## Written instruction
Pull out every line below that contains the word "rooftop", treating uppercase and lowercase as different.
━━ Given entries ━━
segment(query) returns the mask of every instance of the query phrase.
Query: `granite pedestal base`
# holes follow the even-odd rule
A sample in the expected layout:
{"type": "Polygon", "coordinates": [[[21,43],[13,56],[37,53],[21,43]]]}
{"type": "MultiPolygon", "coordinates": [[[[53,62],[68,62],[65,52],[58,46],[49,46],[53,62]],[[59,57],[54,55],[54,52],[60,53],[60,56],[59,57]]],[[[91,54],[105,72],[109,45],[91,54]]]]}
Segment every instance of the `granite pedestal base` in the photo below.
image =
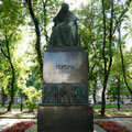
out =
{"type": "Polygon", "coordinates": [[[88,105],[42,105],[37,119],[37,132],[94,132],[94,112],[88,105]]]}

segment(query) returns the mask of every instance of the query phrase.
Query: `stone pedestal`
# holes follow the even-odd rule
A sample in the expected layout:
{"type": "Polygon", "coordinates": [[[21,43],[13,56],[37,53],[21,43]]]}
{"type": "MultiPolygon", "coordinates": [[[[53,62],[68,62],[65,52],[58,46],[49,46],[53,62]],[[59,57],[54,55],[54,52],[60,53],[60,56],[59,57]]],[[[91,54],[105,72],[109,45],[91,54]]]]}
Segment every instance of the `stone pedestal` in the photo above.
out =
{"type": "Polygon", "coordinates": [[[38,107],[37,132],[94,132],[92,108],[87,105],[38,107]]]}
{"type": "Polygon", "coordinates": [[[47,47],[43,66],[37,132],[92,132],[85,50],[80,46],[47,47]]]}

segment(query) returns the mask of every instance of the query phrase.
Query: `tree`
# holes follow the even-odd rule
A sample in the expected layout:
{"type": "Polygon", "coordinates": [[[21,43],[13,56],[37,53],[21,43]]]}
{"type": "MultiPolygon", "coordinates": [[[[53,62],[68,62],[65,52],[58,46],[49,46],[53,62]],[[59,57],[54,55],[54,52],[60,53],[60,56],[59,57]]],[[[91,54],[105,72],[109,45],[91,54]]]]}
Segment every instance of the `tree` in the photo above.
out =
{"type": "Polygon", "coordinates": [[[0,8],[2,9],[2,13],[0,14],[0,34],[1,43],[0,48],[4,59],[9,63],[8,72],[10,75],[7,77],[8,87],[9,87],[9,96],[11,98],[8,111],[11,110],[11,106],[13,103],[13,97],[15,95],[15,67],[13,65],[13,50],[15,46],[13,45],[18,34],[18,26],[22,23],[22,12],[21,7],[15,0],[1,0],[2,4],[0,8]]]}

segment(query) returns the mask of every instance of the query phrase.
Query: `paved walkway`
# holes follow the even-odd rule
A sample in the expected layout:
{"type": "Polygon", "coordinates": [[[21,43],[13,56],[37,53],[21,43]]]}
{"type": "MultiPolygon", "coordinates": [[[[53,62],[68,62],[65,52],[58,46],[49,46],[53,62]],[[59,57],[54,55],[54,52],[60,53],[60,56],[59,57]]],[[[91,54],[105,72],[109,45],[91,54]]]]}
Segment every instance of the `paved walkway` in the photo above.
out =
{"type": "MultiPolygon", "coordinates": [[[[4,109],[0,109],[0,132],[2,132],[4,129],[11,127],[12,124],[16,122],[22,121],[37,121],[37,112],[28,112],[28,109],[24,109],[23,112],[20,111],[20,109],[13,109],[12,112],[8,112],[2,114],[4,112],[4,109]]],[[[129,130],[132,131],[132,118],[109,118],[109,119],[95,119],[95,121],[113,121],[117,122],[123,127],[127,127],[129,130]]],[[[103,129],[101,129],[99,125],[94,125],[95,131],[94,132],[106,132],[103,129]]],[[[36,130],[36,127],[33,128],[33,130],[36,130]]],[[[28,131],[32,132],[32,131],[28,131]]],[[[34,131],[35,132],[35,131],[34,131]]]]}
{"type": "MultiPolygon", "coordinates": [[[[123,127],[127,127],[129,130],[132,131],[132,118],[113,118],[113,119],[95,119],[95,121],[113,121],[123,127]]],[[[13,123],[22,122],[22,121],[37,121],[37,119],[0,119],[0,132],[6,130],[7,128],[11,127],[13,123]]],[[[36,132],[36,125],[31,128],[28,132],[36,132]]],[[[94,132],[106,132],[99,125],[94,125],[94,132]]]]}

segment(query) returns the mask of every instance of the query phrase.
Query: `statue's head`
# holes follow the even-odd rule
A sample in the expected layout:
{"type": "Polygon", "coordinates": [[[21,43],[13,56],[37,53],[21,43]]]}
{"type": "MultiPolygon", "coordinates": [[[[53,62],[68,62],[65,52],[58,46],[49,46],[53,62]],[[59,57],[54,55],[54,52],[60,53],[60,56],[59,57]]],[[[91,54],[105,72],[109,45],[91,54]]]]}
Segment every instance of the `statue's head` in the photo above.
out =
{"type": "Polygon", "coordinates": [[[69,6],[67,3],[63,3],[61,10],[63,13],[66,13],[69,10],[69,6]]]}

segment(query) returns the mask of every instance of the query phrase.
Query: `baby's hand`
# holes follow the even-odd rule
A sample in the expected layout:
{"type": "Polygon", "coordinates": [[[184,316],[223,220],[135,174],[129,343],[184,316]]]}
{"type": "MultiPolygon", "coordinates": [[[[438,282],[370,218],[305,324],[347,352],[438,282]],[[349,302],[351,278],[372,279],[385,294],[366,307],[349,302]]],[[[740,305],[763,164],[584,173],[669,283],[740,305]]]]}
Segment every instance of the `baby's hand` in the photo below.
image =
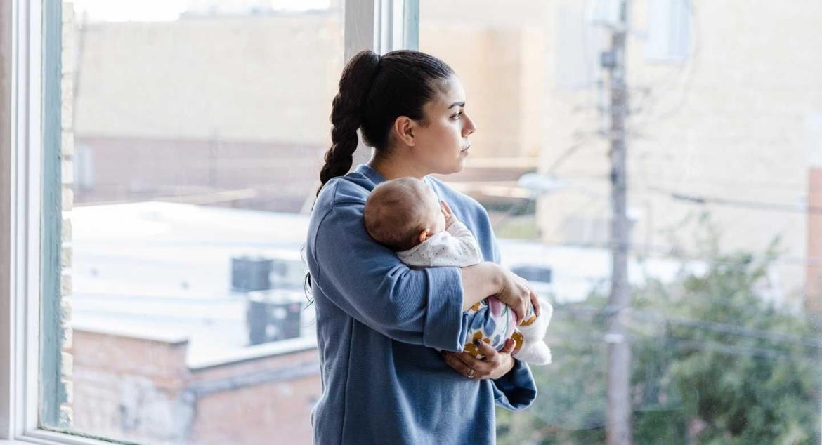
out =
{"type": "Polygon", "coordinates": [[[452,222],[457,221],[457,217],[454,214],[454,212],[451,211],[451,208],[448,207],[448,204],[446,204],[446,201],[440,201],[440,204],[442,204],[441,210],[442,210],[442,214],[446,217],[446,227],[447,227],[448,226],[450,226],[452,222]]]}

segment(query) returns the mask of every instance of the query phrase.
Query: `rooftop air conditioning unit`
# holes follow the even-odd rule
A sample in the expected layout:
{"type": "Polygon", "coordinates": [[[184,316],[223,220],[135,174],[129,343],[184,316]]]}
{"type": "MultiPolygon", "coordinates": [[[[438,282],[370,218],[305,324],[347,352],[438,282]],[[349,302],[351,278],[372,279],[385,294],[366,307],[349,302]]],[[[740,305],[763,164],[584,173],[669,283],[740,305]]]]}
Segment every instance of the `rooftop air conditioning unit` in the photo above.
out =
━━━
━━ Given entries ━━
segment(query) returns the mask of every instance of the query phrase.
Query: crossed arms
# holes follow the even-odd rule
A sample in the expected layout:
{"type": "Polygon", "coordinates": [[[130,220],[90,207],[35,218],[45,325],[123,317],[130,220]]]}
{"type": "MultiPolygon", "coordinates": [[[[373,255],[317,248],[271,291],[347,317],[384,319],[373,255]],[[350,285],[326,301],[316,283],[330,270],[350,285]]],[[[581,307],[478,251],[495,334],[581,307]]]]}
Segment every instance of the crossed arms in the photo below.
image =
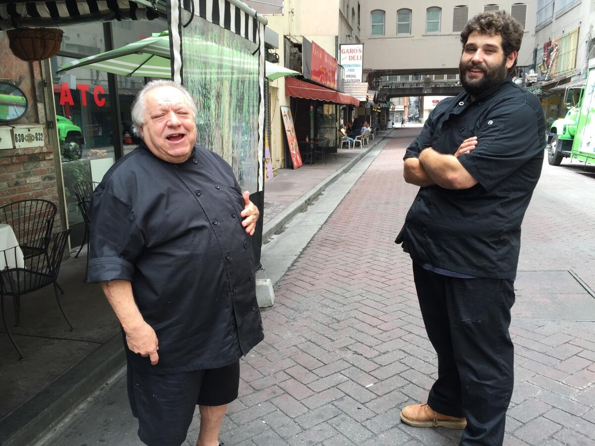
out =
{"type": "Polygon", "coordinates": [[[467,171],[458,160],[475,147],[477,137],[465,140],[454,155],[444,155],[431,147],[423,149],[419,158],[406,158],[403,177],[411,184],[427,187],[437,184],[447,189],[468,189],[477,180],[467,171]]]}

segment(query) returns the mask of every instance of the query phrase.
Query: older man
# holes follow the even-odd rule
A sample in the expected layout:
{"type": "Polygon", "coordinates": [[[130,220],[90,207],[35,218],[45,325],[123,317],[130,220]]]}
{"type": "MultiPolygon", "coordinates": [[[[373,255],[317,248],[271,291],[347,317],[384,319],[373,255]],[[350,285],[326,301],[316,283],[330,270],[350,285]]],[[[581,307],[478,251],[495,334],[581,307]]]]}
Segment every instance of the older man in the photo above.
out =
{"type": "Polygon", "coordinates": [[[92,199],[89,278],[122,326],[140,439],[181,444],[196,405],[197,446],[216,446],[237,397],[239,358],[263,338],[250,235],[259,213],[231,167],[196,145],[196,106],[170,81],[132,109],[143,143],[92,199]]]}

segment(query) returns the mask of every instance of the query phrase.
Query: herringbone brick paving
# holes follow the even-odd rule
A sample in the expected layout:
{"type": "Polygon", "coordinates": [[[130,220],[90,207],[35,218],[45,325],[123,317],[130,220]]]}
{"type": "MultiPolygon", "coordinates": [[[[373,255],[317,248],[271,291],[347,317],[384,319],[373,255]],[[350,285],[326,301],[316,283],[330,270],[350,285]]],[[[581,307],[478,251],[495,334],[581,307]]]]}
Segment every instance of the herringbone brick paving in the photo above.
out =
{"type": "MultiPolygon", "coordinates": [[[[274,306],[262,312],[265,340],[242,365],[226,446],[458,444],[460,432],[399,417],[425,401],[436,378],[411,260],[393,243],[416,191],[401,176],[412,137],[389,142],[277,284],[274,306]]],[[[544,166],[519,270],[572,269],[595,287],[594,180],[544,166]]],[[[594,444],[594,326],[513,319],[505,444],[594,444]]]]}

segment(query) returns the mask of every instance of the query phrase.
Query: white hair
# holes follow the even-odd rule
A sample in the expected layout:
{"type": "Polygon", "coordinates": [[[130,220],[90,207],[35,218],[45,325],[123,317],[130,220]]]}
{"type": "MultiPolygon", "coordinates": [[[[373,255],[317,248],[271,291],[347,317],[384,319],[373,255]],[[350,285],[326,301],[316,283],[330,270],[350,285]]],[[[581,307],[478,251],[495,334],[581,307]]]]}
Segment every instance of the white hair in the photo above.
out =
━━━
## Result of the task
Query: `rooftop air conditioning unit`
Segment every instance of the `rooftop air conditioning unit` in the photo above.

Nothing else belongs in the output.